__What you need to do__
A. List every organization or official body named in the passage on H.R. 949.
B. Resume the passage on H.R. 949, picking up right after its final sentence.

__Page text__
<<<<

(WASHINGTON) – The American Federation of Government Employees (AFGE) and its National VA Council (NVAC) today, urged the House Committee on Veterans Affairs to support legislation, H.R. 949, which would provide full collective bargaining rights for physicians, dentists, registered nurses and other VA health care professionals covered by the Title 38 personnel system. In a written statement to the House VA Subcommittee on Health, the union complimented the VA for changing its stance of opposition and urged the Committee to capitalize on the change in momentum.
“The deep desire of VA health care professionals to care for veterans is undermined by personnel policies that deny VA professionals basic rights and dignity provided to their federal counterparts outside of the VA with full Title 5 bargaining rights,” said Alma Lee, president of the NVAC. “When this legislation was initially proposed two years ago, the VA’s opposition was based entirely on fear and distortion.” Since that time, the VA has shifted away from its former counterproductive interpretations of collective bargaining law.

>>>>

Extracted records
<<<<

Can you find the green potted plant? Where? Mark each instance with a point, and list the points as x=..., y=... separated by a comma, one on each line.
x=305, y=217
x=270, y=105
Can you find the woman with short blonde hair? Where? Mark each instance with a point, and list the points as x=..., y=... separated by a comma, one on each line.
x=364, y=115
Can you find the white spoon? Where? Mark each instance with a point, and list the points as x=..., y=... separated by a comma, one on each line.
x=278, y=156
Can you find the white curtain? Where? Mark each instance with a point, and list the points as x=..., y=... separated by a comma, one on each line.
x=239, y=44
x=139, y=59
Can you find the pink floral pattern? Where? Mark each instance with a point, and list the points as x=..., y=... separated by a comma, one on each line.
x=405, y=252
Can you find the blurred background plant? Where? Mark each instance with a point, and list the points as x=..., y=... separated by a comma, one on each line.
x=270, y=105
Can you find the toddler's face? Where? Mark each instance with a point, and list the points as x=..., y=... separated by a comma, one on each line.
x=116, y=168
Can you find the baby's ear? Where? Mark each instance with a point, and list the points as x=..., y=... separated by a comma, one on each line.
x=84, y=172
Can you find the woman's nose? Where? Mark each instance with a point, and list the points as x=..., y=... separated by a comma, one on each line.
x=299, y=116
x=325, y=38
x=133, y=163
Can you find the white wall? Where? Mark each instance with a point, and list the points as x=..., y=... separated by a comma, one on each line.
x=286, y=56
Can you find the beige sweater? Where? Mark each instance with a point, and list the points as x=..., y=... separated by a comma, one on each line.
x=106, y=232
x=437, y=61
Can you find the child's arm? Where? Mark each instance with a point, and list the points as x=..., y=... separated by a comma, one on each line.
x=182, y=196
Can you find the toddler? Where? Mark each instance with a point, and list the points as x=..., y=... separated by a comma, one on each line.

>>>>

__Answers by item__
A. American Federation of Government Employees (AFGE); National VA Council (NVAC); House Committee on Veterans Affairs; House VA Subcommittee on Health; the VA

B.
The most recent example of that transformation came after the White House issued an Executive Order, creating labor-management forums. In its response to Executive Order 13522, the VA’s implementation plan recognizes that “cooperative, constructive working relations between labor and management are essential to achieving common labor-management goals and objectives.” The VA’s implementation plan also specifically addresses bargaining and negotiation rights. The Implementation Plan says:
“[T]he Department is committed to pre-decisional involvement in workplace matters, without regard to whether those matters are negotiable subjects of bargaining under 5 U.S.C. § 7106…..The Department is committed, wherever appropriate, to engage the labor partners on issues that historically have been outside the scope of bargaining.” (Emphasis added).
In light of this change of heart by the VA, AFGE is urging the House VA Committee to seize the momentum and enact this deeply important legislation. “It’s time to put into place policies that can bridge the unfair, arbitrary disparities that exist between Title 38 VA health care professionals and their counterparts in their own agency, the Department of Defense and the Bureau of Prisons who use their Title 5 rights to speak up for safe patient care and working conditions.,” said J. David Cox, AFGE national secretary-treasurer and former VA nurse for 23 years. “The VA faces too many challenges to allow this legislation to languish any further. Now is the time to act.”